**Exercise directions**
Copy out every line below that contains the word "cornice".

+++ Records provided

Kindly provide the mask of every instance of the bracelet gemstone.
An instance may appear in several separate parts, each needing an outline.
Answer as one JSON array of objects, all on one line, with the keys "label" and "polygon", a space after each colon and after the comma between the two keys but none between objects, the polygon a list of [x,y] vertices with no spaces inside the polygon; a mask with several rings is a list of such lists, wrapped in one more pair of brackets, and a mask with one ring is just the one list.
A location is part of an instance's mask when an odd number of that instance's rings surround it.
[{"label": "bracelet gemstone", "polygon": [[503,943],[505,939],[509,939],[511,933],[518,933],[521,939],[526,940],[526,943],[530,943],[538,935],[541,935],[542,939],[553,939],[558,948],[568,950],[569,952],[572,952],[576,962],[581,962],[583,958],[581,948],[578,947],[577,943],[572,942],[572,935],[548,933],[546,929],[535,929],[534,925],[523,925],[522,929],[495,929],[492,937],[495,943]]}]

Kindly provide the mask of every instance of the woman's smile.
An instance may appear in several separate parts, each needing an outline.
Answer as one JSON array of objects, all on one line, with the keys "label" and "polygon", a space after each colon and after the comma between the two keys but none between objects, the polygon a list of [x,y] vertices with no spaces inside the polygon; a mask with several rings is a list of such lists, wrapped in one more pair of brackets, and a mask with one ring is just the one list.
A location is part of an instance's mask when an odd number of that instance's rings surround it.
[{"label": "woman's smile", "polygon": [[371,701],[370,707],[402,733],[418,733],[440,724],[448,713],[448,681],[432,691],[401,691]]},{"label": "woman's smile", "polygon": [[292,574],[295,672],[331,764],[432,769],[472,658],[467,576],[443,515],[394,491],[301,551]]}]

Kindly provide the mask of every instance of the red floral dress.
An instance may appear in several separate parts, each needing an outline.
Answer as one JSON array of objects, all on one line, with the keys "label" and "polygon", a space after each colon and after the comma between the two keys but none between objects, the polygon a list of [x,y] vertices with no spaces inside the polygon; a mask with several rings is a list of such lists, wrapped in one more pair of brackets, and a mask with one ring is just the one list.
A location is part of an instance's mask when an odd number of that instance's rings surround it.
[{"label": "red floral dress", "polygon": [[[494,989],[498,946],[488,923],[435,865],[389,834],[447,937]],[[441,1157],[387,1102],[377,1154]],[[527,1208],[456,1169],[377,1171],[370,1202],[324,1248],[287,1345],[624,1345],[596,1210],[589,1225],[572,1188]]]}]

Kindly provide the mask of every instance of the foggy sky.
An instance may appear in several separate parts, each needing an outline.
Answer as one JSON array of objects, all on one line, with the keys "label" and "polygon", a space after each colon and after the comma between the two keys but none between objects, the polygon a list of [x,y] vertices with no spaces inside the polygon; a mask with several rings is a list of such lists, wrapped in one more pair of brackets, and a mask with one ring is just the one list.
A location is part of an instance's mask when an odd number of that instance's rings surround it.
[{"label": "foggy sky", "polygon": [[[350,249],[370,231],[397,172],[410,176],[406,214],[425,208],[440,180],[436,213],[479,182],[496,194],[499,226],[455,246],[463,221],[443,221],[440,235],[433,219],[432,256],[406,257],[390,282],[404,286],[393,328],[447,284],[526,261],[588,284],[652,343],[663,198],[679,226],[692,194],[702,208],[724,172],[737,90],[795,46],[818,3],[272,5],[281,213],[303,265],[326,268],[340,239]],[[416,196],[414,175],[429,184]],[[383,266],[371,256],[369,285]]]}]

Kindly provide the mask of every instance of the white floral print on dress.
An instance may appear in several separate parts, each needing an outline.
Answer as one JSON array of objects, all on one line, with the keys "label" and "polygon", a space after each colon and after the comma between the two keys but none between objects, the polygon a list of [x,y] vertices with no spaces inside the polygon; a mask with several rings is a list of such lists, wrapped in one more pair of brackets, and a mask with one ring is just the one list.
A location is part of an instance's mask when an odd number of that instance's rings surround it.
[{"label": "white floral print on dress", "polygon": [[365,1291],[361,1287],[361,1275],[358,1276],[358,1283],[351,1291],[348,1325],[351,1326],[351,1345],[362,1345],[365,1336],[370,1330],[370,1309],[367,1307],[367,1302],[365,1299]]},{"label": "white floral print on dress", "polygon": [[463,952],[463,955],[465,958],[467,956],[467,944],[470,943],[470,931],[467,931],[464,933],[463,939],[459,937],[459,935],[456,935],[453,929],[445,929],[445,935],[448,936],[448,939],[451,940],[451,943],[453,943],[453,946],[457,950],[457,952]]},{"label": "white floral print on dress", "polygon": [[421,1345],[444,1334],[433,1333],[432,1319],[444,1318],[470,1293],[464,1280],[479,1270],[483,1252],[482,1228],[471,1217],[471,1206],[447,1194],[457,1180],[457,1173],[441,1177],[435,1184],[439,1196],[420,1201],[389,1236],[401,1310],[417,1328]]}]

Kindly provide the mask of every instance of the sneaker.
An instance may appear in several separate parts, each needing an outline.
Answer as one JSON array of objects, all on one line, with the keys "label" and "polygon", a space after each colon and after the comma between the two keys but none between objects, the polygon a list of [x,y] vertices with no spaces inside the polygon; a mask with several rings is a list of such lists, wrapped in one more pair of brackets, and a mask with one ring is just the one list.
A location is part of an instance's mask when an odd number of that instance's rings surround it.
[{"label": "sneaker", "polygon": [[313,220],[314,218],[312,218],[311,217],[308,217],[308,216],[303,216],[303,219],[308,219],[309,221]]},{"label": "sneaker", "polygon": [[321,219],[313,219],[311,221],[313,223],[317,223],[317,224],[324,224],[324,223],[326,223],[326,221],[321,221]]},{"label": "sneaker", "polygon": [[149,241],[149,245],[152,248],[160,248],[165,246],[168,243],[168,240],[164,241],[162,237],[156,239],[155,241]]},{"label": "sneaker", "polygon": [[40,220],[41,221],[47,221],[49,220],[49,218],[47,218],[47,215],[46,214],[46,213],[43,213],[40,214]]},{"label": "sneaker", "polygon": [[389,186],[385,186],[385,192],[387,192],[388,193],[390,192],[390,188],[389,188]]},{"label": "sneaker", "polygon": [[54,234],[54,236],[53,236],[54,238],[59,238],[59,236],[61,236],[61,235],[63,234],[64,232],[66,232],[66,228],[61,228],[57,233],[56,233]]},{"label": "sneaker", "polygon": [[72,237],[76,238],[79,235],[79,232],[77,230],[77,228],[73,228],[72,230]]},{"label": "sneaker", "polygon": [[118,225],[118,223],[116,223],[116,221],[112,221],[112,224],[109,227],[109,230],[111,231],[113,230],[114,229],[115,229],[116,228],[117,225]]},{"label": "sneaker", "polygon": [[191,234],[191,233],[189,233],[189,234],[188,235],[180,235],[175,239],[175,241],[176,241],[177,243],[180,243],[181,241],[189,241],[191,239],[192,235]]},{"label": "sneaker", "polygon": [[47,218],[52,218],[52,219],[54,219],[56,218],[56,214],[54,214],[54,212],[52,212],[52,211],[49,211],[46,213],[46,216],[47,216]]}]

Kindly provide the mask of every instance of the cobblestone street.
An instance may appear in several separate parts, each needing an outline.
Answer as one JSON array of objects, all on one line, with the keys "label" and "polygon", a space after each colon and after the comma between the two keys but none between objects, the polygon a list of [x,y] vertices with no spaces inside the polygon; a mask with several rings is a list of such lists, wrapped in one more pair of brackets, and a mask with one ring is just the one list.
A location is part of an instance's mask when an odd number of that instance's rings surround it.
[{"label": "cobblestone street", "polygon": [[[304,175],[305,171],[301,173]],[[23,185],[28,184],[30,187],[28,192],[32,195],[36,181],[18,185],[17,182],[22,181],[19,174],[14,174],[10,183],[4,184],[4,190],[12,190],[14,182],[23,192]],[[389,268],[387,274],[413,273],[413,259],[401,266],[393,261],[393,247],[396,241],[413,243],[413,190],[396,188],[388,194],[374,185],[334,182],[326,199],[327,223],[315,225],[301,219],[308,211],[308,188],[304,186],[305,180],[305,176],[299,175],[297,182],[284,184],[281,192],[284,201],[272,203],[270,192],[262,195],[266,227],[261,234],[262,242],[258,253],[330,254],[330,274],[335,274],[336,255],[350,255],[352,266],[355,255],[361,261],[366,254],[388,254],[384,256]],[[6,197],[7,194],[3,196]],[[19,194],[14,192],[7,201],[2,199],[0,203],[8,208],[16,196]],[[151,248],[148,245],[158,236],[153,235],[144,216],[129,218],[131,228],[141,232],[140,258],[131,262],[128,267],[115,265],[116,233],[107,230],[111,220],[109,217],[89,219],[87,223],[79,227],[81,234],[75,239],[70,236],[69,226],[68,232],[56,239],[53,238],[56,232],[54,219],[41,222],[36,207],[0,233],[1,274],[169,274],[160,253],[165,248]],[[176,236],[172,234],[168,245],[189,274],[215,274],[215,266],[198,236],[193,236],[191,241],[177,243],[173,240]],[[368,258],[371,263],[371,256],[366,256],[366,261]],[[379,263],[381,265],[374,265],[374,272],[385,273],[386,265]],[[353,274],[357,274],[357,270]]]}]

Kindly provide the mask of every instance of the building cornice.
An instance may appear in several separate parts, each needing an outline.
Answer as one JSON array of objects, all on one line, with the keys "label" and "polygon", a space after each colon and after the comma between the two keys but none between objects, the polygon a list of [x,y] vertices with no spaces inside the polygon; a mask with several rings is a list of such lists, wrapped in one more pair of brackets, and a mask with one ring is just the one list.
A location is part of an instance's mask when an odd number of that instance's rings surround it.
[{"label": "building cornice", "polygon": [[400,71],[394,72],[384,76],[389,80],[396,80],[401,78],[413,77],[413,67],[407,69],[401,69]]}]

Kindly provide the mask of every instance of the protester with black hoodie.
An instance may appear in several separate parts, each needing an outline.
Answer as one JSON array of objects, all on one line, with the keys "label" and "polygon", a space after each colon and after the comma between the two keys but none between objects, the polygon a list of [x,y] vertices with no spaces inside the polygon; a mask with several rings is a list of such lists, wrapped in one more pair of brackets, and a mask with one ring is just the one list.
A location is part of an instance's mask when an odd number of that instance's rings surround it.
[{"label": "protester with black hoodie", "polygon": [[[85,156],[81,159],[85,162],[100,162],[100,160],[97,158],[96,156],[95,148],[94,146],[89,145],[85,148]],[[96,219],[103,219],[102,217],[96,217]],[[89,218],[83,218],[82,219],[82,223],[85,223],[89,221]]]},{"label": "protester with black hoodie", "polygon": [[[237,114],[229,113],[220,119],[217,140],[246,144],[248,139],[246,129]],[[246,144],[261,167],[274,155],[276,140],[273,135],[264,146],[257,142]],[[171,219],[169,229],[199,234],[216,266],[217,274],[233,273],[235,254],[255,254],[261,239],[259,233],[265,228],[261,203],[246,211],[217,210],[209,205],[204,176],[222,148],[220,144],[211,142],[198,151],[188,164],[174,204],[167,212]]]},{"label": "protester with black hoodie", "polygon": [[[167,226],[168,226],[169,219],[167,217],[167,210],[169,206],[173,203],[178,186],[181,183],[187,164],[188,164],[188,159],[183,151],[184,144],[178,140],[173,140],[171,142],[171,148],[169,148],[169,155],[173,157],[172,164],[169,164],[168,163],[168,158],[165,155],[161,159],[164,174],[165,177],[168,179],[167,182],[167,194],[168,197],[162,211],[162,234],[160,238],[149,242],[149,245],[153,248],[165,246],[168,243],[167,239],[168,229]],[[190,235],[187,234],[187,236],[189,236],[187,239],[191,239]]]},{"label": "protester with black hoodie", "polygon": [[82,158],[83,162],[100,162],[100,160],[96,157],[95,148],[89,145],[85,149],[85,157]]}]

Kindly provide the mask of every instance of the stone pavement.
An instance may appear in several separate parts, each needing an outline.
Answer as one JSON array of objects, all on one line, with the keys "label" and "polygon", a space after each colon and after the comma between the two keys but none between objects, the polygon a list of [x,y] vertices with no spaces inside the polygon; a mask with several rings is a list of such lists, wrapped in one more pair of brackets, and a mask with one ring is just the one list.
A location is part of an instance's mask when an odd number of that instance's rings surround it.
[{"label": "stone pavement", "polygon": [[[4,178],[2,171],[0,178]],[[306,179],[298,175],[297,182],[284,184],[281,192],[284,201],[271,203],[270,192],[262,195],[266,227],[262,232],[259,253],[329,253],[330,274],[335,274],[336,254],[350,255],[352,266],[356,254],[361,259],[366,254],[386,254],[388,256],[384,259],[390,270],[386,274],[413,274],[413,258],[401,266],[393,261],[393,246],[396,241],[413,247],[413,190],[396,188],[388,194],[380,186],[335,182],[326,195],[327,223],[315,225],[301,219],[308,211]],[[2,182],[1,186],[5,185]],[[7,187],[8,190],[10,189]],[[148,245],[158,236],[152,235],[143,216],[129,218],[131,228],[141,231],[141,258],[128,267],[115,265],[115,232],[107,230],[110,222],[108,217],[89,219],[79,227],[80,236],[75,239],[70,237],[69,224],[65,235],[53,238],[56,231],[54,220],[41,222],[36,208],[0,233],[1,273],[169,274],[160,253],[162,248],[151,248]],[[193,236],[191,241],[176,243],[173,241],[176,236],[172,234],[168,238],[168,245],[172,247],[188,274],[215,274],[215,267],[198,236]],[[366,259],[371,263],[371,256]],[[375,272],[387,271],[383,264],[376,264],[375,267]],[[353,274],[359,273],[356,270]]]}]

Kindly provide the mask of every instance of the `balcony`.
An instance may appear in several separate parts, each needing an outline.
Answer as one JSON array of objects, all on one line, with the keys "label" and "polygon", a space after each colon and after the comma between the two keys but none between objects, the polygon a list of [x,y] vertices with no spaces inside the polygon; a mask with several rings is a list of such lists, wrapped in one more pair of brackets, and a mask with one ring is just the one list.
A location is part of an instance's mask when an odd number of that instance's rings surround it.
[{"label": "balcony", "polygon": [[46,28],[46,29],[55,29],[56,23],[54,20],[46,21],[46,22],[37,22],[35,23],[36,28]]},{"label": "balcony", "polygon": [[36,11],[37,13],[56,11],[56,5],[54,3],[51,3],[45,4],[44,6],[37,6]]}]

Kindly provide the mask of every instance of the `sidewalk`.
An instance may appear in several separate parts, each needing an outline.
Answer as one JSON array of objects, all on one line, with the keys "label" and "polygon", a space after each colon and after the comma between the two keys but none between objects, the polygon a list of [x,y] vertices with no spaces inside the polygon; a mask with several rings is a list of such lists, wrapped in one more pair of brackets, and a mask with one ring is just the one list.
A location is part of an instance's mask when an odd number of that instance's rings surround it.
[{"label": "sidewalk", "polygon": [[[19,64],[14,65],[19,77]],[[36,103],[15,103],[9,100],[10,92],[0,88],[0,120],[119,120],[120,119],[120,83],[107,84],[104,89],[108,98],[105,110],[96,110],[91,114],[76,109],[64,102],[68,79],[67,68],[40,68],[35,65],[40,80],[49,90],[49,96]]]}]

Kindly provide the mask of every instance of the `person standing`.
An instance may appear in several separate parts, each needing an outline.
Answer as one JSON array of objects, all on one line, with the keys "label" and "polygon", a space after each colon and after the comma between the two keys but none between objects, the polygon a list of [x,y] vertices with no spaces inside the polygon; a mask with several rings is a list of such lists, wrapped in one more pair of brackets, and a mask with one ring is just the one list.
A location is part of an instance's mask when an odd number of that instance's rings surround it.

++++++

**Final answer**
Kindly provide the mask of every instance of the building cornice.
[{"label": "building cornice", "polygon": [[400,71],[394,72],[384,76],[389,80],[396,80],[401,78],[413,77],[413,67],[407,69],[401,69]]}]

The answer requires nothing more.